Ask HN: How do you prioritise ideas? - WorldMover

If you have a list of ideas for projects, what process or criteria do you use to decide which ideas to pursue first?<p>Is it based on ease of development, potential revenue, how interesting it is, ease of marketing the idea, time to complete...what criteria do you typically use?
======
karterk
The way I go about this is to first record whatever idea I get onto a document
that I keep. From my past experience, I tend to sometimes get very excited
about ideas, and that usually stops me from thinking through properly about
its viability. So, I generally force myself into a 2-3 week "pause and ponder"
period in which I resist the urge to start working on it immediately. Even if
the idea is trivial to implement (trust me it always looks like that), it's a
distraction from stuff you are already working on, and you don't want to rush
into implementing it and end up nowhere.

I must add that, after 2-3 weeks, most of these exciting ideas sound really
bad to me. There will be a few that will still sound exciting. These _might_
be ones that are worth pursuing.

------
j45
My current recipe to capture lightning in a bottle:

Pick the idea(s) that:

\- is the simplest to launch right away,

\- has existing demand (being searched so you get a sense of the level of
ongoing demand),

\- has lower competition for keywords (you want a killer blog anyways so you
don't pay for ads as much),

\- you can start optimizing for organic SEO today, via a BLOG talking about
the problem you're solving WHILE you write the project. Rank early for the
terms people are searching for or the problem they're talking about.

-- -- --

-- Your objective --
Copy out the full thread about prioritizing project ideas word for word. The records have no connection to the thread.

-- -- --

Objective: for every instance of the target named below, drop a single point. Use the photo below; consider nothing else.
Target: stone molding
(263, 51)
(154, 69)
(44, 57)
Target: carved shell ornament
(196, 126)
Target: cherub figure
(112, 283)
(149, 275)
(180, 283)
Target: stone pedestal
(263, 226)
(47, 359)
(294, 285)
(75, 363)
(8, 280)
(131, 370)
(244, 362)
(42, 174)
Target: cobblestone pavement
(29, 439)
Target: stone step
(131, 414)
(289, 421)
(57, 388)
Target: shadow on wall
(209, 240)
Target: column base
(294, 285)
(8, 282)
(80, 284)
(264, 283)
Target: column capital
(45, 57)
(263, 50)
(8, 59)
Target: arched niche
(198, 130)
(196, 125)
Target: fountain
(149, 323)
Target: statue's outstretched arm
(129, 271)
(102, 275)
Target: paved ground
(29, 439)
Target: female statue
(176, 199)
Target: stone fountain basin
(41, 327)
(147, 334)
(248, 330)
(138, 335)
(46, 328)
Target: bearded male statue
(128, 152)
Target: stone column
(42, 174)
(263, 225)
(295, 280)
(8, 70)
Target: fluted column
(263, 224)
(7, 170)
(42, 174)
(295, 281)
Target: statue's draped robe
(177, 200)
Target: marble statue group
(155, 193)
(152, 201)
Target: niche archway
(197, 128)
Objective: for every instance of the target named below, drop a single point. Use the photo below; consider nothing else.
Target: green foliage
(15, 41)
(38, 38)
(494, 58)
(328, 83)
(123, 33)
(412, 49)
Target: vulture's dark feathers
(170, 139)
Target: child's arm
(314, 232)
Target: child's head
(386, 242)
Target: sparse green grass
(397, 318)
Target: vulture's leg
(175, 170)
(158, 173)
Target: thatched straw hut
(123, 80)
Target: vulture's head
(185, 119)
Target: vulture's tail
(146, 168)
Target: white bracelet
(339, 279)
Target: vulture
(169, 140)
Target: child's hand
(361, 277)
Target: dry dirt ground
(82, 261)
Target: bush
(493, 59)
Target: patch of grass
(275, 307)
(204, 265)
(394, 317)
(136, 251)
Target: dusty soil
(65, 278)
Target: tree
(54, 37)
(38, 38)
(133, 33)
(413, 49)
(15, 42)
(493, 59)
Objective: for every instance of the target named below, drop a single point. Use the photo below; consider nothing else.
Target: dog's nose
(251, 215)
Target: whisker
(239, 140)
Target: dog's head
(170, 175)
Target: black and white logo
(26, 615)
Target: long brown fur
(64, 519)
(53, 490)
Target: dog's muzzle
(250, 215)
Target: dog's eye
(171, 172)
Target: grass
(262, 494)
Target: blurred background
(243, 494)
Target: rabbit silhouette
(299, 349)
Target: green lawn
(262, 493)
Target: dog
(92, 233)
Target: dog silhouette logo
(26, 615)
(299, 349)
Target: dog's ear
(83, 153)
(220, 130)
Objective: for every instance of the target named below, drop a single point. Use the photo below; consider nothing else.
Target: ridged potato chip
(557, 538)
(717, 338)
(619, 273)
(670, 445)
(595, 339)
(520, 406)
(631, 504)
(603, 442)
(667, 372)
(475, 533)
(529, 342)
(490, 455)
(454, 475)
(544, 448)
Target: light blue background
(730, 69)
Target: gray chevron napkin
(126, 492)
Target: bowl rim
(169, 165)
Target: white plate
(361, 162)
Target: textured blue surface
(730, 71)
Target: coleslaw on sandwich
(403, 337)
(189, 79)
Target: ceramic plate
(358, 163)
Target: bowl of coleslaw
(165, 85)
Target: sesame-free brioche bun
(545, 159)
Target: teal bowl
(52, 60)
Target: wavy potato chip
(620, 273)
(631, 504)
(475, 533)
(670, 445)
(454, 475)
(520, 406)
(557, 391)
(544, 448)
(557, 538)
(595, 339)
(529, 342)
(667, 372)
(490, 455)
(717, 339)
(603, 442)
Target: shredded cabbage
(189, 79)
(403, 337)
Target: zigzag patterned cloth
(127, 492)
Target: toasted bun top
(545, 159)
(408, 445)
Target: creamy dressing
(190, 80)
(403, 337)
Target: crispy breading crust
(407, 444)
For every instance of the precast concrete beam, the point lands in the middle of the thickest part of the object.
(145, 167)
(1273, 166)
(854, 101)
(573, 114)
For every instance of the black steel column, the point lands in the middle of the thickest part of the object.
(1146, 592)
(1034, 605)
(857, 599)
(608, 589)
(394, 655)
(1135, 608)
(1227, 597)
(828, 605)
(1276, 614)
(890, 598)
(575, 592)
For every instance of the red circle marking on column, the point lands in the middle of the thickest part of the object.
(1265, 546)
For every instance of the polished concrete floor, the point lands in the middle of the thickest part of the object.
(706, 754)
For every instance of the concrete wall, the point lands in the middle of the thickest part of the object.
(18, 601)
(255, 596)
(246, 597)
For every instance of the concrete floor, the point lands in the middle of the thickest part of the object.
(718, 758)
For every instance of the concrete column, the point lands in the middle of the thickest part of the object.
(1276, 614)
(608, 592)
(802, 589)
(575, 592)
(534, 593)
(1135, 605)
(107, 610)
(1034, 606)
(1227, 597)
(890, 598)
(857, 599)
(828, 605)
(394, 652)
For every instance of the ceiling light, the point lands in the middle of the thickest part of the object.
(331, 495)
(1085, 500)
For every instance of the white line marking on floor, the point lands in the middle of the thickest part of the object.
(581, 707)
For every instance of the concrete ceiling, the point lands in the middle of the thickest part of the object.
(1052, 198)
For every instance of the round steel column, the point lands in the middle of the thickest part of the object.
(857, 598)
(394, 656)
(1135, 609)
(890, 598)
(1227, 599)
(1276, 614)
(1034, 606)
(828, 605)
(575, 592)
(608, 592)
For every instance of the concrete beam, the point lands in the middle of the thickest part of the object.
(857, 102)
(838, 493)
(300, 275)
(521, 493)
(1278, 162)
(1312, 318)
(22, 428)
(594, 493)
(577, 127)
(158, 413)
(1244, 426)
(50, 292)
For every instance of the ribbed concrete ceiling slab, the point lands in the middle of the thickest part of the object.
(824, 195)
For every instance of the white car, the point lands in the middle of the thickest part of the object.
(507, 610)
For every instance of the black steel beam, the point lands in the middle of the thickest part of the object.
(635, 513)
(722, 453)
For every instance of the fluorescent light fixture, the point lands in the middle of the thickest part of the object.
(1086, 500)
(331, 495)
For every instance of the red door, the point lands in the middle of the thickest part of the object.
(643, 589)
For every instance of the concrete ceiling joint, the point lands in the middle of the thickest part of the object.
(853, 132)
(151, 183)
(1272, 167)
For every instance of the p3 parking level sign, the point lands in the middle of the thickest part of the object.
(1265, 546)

-- -- --

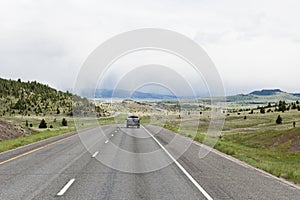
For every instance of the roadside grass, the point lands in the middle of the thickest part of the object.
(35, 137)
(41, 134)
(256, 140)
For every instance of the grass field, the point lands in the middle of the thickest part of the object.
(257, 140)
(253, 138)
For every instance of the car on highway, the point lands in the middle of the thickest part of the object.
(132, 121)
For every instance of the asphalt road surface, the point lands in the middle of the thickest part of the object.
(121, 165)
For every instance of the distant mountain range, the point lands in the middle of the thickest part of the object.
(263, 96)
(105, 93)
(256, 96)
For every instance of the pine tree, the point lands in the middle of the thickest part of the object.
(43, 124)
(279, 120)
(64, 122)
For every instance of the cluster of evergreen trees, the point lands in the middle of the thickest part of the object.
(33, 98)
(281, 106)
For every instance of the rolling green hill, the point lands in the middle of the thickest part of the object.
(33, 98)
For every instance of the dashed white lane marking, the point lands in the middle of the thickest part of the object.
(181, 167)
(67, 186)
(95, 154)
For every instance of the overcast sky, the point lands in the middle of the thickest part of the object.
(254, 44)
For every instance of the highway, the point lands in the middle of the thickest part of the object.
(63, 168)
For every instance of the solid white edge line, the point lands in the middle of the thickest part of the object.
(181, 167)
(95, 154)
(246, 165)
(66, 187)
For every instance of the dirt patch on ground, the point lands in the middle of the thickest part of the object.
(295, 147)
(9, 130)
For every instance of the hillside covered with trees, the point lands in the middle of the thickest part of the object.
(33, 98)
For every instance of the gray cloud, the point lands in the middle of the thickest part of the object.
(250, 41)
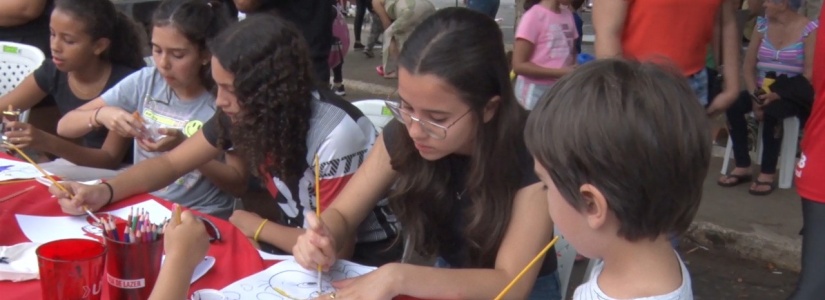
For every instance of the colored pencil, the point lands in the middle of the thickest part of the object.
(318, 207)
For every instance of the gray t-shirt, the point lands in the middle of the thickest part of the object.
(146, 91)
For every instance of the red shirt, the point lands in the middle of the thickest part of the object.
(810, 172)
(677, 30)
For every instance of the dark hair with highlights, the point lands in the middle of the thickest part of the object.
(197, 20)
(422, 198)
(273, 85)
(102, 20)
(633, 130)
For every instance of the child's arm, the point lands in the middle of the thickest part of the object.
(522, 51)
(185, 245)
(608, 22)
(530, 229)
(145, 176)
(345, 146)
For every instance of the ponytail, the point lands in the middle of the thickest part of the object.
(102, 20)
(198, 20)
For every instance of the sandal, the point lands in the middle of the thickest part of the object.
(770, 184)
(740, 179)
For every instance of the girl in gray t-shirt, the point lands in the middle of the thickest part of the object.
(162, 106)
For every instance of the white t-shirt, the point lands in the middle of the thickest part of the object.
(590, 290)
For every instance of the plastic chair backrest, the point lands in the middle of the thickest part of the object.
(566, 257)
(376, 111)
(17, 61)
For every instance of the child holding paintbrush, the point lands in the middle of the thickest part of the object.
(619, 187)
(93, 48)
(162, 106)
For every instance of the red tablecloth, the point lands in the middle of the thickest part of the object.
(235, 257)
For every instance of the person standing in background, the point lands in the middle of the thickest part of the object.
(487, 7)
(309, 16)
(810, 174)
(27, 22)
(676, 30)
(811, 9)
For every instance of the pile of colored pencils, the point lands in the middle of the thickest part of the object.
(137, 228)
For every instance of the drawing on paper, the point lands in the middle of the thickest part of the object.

-- -- --

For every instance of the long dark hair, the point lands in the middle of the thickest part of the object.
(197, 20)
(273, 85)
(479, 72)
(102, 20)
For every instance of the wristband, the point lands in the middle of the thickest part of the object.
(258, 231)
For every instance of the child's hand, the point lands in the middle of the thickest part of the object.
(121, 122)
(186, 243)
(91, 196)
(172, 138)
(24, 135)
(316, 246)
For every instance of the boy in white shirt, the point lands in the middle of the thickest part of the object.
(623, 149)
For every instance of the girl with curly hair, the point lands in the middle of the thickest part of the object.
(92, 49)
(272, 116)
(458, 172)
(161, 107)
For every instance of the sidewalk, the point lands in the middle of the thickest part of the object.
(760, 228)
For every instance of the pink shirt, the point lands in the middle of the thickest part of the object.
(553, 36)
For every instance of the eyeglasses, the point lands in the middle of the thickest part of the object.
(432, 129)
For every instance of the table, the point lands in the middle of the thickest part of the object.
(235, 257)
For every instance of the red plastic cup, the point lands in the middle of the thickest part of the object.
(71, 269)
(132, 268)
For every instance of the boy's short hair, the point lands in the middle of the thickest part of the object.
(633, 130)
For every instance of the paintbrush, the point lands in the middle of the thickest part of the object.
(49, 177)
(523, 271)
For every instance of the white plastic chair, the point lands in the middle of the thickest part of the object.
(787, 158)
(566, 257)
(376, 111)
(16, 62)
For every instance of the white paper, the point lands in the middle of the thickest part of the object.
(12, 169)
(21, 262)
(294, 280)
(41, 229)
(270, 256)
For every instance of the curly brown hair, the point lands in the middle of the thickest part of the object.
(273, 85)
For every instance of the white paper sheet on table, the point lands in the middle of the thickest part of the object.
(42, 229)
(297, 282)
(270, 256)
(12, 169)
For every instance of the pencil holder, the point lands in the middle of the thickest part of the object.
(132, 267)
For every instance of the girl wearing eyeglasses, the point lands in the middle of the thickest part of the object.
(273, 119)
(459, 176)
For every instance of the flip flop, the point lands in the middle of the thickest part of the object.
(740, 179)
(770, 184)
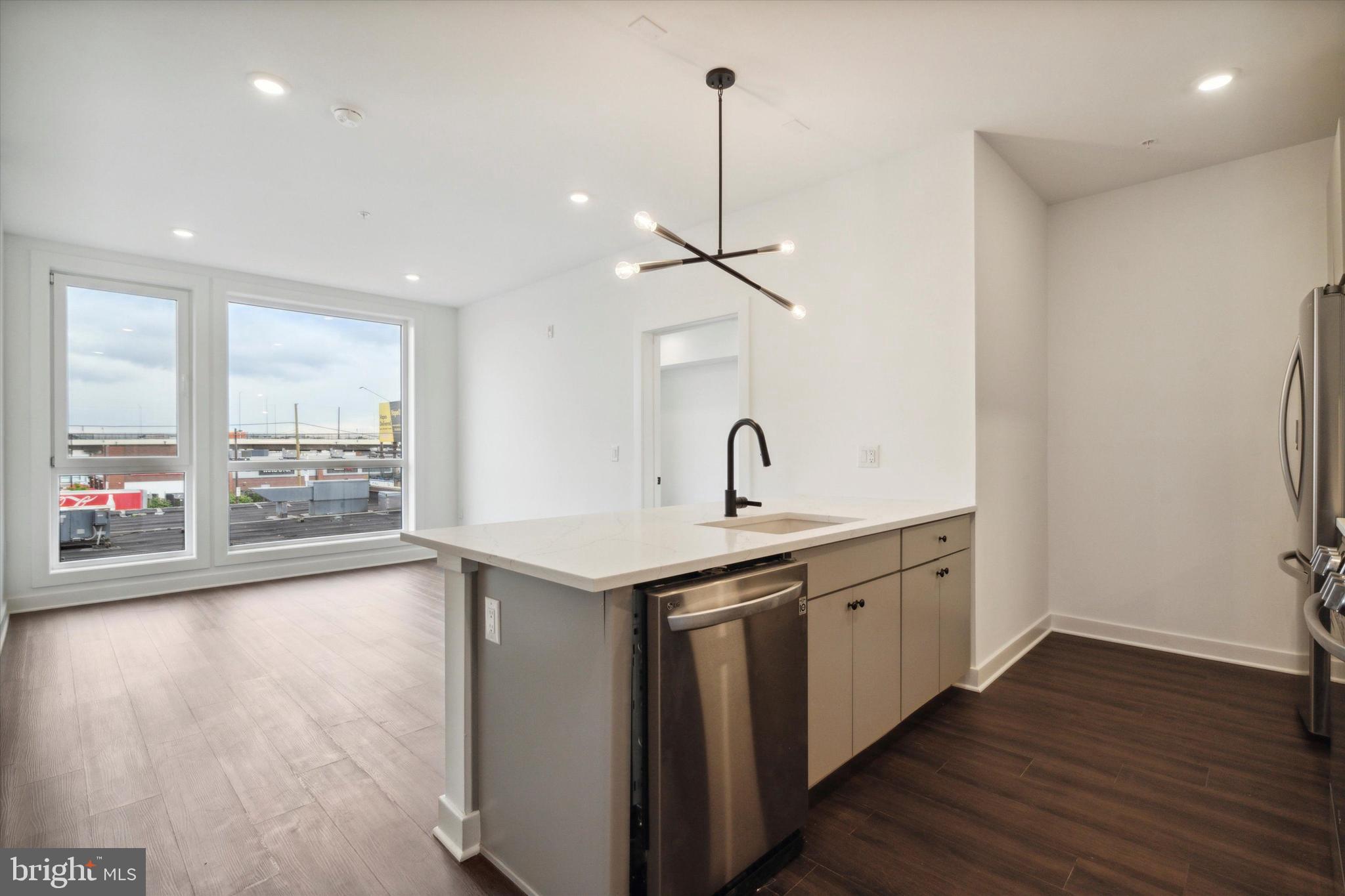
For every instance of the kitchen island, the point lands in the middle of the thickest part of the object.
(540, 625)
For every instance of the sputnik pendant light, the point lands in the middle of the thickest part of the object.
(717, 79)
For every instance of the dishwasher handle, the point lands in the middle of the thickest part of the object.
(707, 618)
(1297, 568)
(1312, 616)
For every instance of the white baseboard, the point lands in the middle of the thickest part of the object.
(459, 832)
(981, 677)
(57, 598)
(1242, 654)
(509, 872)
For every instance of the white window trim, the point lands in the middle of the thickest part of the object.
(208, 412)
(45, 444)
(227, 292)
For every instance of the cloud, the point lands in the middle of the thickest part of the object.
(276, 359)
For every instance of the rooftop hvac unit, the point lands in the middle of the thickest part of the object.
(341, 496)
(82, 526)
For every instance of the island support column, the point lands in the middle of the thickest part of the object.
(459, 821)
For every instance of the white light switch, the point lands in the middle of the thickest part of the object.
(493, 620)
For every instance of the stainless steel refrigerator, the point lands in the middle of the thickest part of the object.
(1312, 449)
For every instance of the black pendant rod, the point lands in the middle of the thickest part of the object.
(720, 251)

-- -- --

-- Correct answer --
Ask HN: How do you prioritise ideas? - WorldMover

If you have a list of ideas for projects, what process or criteria do you use to decide which ideas to pursue first?<p>Is it based on ease of development, potential revenue, how interesting it is, ease of marketing the idea, time to complete...what criteria do you typically use?
======
karterk
The way I go about this is to first record whatever idea I get onto a document
that I keep. From my past experience, I tend to sometimes get very excited
about ideas, and that usually stops me from thinking through properly about
its viability. So, I generally force myself into a 2-3 week "pause and ponder"
period in which I resist the urge to start working on it immediately. Even if
the idea is trivial to implement (trust me it always looks like that), it's a
distraction from stuff you are already working on, and you don't want to rush
into implementing it and end up nowhere.

I must add that, after 2-3 weeks, most of these exciting ideas sound really
bad to me. There will be a few that will still sound exciting. These _might_
be ones that are worth pursuing.

------
j45
My current recipe to capture lightning in a bottle:

Pick the idea(s) that:

\- is the simplest to launch right away,

\- has existing demand (being searched so you get a sense of the level of
ongoing demand),

\- has lower competition for keywords (you want a killer blog anyways so you
don't pay for ads as much),

\- you can start optimizing for organic SEO today, via a BLOG talking about
the problem you're solving WHILE you write the project. Rank early for the
terms people are searching for or the problem they're talking about.